• _Exercise details_:
Quote the lines below word for word, from the line containing "of the abandoned" through the line containing "column 538, row 352", both included. Leave out the pictures.

• _Data shown_:
+---+

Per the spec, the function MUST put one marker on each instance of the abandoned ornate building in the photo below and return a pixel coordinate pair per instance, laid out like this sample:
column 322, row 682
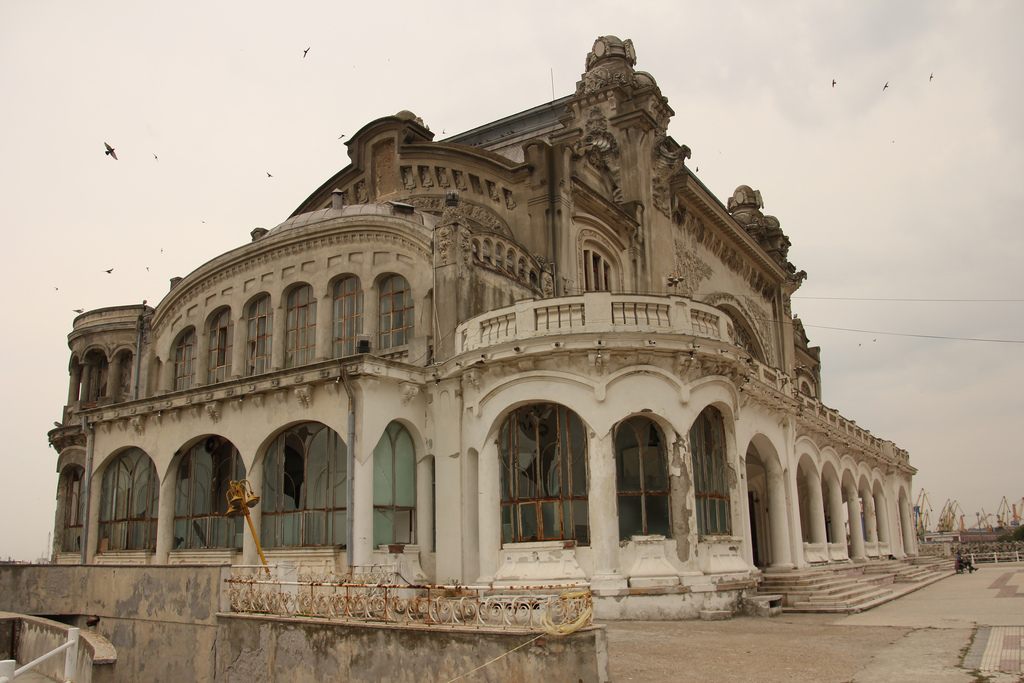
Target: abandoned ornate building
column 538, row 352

+---+

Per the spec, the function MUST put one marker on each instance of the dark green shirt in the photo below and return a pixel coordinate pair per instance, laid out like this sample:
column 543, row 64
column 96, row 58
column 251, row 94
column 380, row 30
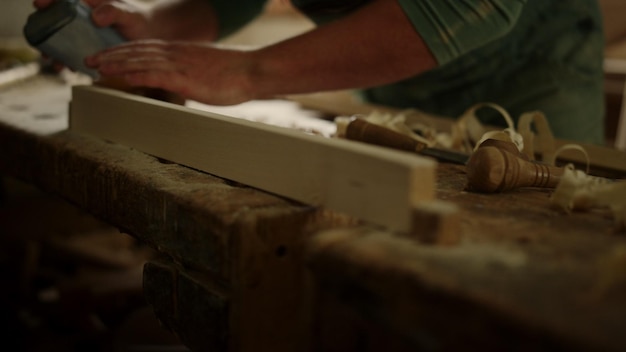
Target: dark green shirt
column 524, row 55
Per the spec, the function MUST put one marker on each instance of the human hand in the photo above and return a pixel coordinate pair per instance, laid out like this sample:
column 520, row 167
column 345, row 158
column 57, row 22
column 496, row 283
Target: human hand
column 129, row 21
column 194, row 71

+---+

• _Solution for this task_:
Per the spec, the function MUST put one marker on each instance of the abandoned ornate building in the photo below and return a pixel coordinate pair per instance, laid out like this sample:
column 322, row 682
Target: abandoned ornate building
column 538, row 352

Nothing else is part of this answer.